Objective -> Both the line containing "Mark one point on each instance of the sea" and the last line of the listing are included: write out exactly the lines from one to the other.

Rows ->
========================================
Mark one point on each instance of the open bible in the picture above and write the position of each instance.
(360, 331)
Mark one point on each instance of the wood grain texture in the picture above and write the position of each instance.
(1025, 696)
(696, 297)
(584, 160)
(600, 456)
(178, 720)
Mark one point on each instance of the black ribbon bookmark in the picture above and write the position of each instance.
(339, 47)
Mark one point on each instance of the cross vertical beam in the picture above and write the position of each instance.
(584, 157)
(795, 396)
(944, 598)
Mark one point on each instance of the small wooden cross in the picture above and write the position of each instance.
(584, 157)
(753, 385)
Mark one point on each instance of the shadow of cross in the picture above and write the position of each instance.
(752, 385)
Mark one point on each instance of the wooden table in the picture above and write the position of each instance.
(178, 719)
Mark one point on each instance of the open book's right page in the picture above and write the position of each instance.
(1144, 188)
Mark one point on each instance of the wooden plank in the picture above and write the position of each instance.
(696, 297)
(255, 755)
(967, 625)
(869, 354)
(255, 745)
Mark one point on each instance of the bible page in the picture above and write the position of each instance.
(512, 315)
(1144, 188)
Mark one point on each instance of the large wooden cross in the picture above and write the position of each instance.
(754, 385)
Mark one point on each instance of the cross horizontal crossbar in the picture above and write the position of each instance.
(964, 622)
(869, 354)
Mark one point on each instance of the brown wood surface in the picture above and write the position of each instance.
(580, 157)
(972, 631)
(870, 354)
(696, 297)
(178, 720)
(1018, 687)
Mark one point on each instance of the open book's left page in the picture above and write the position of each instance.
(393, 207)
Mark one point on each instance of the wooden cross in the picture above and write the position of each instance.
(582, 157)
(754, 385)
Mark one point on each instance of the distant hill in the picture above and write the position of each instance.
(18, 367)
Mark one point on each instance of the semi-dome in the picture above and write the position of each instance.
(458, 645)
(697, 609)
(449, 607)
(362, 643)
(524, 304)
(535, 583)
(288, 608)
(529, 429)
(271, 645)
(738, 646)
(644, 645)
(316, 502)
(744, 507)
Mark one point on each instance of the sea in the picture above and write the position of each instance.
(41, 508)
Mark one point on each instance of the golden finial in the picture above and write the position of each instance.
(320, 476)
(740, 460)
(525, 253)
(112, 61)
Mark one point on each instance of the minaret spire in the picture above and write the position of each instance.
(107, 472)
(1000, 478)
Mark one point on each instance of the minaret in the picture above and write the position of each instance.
========================================
Answer for the task ->
Mark one point on each instance of the sea in the picture above and write the position of each instance.
(41, 508)
Mark one point on each instance of the golden finial in the picture above and write the position of each instance.
(320, 476)
(740, 460)
(525, 253)
(112, 61)
Mark one point on each instance of the minaret spire in the picture above and write the position of each instance.
(107, 472)
(1000, 478)
Mark one point on each instance of the minaret in the picture above and write the position of each instance.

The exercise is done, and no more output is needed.